┌────────

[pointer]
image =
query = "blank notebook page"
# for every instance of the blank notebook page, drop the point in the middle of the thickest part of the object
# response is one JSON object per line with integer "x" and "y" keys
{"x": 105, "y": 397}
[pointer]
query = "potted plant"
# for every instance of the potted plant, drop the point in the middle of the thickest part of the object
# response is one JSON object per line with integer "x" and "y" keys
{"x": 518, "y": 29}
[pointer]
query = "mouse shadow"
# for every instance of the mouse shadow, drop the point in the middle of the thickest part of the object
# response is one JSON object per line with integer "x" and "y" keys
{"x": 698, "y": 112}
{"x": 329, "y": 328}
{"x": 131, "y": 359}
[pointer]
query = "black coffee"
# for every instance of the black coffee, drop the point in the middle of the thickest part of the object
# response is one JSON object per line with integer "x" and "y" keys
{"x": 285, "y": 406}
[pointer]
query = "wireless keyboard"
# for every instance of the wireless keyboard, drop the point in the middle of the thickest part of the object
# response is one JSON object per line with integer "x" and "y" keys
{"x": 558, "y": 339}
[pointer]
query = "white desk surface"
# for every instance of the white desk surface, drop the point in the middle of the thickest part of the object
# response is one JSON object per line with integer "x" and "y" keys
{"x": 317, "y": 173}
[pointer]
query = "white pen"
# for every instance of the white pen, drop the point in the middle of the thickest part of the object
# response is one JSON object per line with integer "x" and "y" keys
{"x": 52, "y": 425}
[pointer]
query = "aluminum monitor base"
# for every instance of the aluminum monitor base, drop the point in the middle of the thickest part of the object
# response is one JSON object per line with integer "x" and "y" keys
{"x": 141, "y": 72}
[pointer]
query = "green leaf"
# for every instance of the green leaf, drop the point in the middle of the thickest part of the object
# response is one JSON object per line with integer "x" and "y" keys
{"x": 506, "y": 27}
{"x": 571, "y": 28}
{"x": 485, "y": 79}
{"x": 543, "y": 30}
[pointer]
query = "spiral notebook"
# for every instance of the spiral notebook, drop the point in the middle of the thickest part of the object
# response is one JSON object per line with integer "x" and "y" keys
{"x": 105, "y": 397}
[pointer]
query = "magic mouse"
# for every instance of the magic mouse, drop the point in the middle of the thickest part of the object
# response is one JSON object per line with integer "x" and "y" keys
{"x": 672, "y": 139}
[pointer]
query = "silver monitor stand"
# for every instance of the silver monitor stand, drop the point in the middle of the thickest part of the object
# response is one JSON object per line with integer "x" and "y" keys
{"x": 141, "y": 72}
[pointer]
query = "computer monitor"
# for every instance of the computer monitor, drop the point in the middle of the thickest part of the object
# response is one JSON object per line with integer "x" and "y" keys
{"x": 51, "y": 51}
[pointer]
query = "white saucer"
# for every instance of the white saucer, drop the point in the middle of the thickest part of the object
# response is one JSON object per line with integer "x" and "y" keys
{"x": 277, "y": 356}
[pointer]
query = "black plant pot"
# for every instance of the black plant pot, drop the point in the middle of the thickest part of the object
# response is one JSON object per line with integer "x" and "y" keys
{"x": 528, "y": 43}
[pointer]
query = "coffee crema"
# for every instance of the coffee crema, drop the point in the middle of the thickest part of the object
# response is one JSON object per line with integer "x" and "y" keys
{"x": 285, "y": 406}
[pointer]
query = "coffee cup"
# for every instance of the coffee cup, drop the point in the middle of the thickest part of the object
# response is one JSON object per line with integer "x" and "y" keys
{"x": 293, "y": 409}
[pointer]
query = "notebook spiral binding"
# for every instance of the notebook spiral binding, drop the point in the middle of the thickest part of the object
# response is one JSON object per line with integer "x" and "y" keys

└────────

## Your goal
Determine how many lines in the records include the word "desk", and reply with that number alone.

## Written solution
2